(Dataset rows)
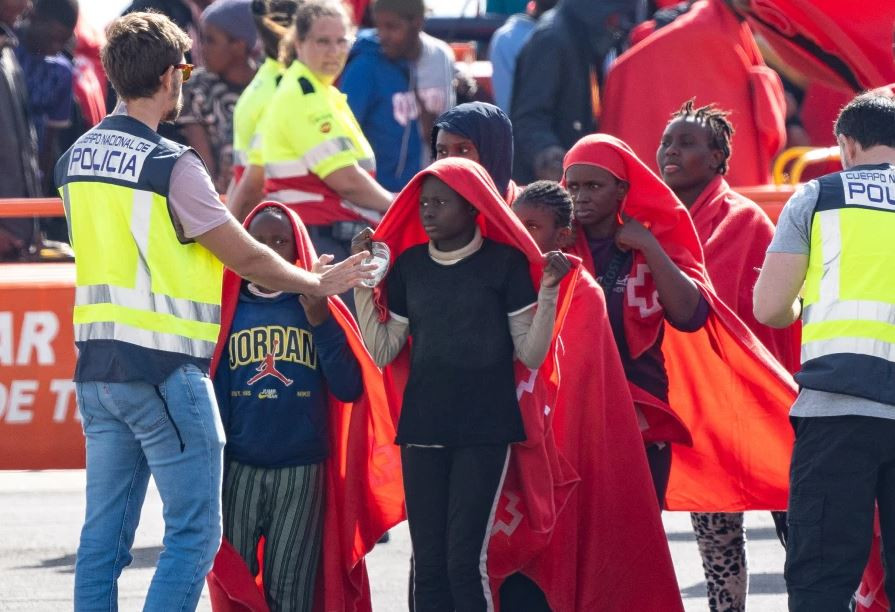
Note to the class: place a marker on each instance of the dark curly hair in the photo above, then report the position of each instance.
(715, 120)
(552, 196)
--
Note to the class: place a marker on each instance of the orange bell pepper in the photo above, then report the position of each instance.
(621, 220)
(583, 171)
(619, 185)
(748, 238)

(Your objective)
Identify every line in the records above that contains the word "then" and copy each of those lines in full.

(Task solution)
Note to the class: place a marker on each instance of the dark curly hair in the photo above, then report the position of each instance.
Note to the class: place a marker on each instance of the orange bell pepper in the photo above, then report the position of each instance.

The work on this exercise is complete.